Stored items
************

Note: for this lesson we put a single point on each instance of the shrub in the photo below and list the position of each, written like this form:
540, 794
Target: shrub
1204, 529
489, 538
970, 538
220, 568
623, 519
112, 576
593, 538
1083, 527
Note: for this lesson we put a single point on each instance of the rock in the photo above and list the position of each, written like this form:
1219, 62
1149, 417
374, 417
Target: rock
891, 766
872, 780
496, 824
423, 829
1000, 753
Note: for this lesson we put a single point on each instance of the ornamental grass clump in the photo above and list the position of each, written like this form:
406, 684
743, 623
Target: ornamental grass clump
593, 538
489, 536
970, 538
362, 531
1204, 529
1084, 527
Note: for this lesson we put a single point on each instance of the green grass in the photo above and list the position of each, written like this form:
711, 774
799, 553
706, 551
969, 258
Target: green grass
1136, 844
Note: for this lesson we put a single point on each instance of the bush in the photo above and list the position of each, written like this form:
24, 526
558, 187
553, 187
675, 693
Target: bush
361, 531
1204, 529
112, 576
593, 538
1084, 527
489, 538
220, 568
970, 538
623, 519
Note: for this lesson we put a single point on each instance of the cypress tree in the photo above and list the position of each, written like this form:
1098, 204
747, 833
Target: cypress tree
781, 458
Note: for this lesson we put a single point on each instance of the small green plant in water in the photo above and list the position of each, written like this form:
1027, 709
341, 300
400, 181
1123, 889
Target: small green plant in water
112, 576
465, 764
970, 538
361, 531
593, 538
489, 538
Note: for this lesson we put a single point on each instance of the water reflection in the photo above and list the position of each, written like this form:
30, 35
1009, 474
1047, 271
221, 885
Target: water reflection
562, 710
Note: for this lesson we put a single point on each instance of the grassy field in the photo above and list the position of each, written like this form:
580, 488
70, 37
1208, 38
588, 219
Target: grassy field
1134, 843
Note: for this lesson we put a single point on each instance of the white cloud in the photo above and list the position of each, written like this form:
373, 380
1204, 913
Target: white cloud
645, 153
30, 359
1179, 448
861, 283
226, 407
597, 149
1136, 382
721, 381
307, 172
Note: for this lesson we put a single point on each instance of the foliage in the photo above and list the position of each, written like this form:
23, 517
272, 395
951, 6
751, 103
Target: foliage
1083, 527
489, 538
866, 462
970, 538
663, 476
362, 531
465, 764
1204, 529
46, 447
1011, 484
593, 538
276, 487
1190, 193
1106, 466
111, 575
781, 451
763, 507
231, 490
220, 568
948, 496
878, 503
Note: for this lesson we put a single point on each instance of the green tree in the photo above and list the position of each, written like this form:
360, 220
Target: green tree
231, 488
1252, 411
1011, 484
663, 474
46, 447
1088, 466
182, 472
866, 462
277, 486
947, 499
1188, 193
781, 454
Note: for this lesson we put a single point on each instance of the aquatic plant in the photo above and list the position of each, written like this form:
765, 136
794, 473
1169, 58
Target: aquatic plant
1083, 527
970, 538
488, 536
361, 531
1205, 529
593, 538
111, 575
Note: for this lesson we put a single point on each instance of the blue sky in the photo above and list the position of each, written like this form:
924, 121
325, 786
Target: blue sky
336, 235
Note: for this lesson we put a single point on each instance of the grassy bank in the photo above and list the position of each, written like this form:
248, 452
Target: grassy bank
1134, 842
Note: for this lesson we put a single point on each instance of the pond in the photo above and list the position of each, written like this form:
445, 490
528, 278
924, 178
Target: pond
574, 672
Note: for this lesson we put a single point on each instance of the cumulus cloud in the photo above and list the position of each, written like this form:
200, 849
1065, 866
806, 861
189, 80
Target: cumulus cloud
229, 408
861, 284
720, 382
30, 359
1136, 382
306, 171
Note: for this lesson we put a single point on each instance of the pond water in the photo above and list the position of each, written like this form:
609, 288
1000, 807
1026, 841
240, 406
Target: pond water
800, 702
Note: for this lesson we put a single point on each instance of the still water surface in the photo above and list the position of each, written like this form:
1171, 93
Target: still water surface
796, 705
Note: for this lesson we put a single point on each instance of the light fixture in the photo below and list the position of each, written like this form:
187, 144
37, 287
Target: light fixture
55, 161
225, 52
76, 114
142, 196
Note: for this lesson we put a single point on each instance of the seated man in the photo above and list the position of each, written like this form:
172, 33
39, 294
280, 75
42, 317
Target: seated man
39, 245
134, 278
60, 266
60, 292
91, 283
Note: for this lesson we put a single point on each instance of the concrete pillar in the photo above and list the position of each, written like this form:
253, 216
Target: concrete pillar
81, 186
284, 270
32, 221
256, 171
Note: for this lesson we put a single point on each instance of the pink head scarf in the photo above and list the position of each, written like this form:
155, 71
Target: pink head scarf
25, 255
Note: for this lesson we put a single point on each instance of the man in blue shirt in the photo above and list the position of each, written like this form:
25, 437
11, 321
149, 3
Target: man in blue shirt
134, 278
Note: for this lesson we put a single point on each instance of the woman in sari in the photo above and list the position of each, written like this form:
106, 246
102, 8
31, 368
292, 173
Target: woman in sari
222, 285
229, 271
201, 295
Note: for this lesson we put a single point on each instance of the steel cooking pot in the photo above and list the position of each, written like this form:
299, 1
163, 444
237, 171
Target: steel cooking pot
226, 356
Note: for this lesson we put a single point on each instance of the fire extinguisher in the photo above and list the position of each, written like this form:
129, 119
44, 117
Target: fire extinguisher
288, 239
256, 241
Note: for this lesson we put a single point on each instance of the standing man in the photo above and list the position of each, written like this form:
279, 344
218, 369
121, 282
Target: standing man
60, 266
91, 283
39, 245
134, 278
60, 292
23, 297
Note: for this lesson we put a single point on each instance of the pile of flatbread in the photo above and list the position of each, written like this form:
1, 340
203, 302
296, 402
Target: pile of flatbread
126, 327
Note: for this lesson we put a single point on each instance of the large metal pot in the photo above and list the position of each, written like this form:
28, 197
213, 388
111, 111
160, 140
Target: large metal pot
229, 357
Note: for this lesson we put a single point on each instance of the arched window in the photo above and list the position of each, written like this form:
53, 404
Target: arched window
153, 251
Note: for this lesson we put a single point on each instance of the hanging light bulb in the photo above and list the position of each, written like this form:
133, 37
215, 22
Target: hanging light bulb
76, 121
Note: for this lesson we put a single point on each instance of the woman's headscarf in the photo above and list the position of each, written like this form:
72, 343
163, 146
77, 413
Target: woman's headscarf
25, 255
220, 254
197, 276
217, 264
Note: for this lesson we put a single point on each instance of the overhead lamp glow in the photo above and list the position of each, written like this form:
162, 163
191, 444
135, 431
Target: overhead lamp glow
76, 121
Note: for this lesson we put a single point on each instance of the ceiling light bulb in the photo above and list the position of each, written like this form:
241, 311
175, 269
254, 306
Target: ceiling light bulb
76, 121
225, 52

************

Given request: Rewrite the stretch of the material from the line containing "of the ceiling" through its end, with every line reproduced, and offset each coordinate in the answers by 40.

Task output:
Note: for this lesson we put a single point on each instance of the ceiling light bulb in the photo above and list the position of each, written like this form:
241, 311
175, 269
254, 306
Target: ceiling light bulb
116, 161
265, 92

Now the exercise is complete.